### Exercice
Traduisez en anglais, s'il vous plaît, cette phrase du texte fourni : « Ne plus écrire serait la pire défection face au monde d’aujourd’hui, se taire de paroles une ignominie faite au genre humain en perdition même si celui-ci y participe par peur, faiblesse et renoncement, par manipulation mentale. »

### Texte fourni
Après l'indignation, le soulèvement ?

Publié le 14 Novembre 2016 par ruraledeprose

Lettre à vau-vent (1)

Ne plus écrire serait la pire défection face au monde d’aujourd’hui, se taire de paroles une ignominie faite au genre humain en perdition même si celui-ci y participe par peur, faiblesse et renoncement, par manipulation mentale. Perdre un moment, un seul moment du récit vécu personnel narratif, et s’en remettre au sacro-saint récit collectif des idéologies, est admettre le malheur comme inévitable avec le souhait d’en tirer sa petite part personnelle de bonheur en marchant sur autrui, en l’ignorant, en se confortant au jour le jour d’une information formalisée, formatée, apportant du neuf sans origine, sans cause, juste une information d’instant à façon de catastrophe ou d’inévitable.

Alors j’écris, j’essaie d’aider d’autres à le faire, à ne pas renoncer à la prise de parole, au récit en lieu et place d’un galimatias du présent, de l’actualité triée, choisie, montée en boucle, où le monde est donné, présenté, commenté comme une fatalité, une machine lancée sans responsables de sa trajectoire, sans possibilité d’en maîtriser le parcours, d’éviter les obstacles posés à la survie de l’humanité, les guerres, les déchirements tribaux et religieux, la prospérité des grandes sociétés multinationales qui s’accommodent sans fard aucun des pires atrocités commises contre l’homme sans parler de la destruction de la nature.

L’immédiateté envahit tout, toutes les vies, le présent est une course folle contre la montre et même les grandes émotions s’effacent d’un jour à l’autre, après coup, les sensibilités, les sentiments durables s’enduisent de négatif, de négation, la proximité du malheur devient le référent à l’instar du recul nécessaire, de l’analyse concrète et objective des causes des conséquences de nos réalités.

Plus de cause, plus de peuple, juste des foules agrégées de circonstance par la peur et l’insécurité qui, sans leader charismatique à suivre aveuglément, se raccrochent aux grand-messes pour transcender la mort d’autrui dans des attentats, se sentir encore un peu du monde vivant, et faire d’une émotion participative et mise en scène médiatiquement, un semblant d’humanité et de citoyenneté dans cette mémoire d’actualité de proximité.

### Données

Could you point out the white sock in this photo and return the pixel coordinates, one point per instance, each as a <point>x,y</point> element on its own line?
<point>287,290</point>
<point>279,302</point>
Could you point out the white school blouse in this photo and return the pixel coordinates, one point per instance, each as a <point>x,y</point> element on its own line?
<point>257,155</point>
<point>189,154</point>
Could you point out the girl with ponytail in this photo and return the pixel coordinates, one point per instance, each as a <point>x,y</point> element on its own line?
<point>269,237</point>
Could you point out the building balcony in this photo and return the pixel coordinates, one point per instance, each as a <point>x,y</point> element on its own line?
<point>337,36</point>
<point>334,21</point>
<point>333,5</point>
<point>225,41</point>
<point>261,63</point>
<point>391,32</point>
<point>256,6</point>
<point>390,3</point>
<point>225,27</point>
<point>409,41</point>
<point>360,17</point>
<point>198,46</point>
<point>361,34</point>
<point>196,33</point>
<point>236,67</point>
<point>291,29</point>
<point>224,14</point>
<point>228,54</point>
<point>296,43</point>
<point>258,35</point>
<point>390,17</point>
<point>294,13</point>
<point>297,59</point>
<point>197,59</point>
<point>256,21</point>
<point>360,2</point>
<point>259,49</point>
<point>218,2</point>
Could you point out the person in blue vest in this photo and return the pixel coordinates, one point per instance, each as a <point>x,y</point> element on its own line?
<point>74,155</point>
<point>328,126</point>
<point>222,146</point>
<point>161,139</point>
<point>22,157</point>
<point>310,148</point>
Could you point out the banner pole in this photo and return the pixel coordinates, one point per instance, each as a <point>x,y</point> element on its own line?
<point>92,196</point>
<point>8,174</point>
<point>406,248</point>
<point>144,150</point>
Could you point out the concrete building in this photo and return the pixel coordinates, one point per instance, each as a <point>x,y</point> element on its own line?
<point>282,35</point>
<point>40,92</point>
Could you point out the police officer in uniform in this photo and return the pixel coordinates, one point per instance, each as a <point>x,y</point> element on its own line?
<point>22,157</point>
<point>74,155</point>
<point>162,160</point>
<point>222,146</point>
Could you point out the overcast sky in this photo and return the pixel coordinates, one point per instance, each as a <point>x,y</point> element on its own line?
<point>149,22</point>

### Réponse à l'exercice
To stop writing would be the worst defection in the face of today's world, and to fall silent in speech an ignominy done to a humankind in perdition, even if humankind takes part in it out of fear, weakness and renunciation, through mental manipulation.